(Stored data entries)
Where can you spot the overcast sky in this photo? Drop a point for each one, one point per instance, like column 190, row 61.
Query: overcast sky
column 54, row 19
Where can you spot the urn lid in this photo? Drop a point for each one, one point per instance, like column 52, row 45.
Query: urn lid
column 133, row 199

==

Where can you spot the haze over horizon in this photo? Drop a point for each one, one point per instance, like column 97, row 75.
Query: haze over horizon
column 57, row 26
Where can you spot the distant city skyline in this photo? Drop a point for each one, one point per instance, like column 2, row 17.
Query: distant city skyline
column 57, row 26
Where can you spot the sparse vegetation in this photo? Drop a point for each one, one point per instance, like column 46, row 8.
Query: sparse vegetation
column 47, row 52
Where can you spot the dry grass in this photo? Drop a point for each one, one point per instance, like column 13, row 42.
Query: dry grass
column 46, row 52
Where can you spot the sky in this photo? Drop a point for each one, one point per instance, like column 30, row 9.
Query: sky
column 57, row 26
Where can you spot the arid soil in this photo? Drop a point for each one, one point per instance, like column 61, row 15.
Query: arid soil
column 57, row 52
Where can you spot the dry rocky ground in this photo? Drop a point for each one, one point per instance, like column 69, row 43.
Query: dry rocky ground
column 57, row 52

### Task details
Going through the data, tally the lines containing "each" and report only the result.

### Exercise answer
9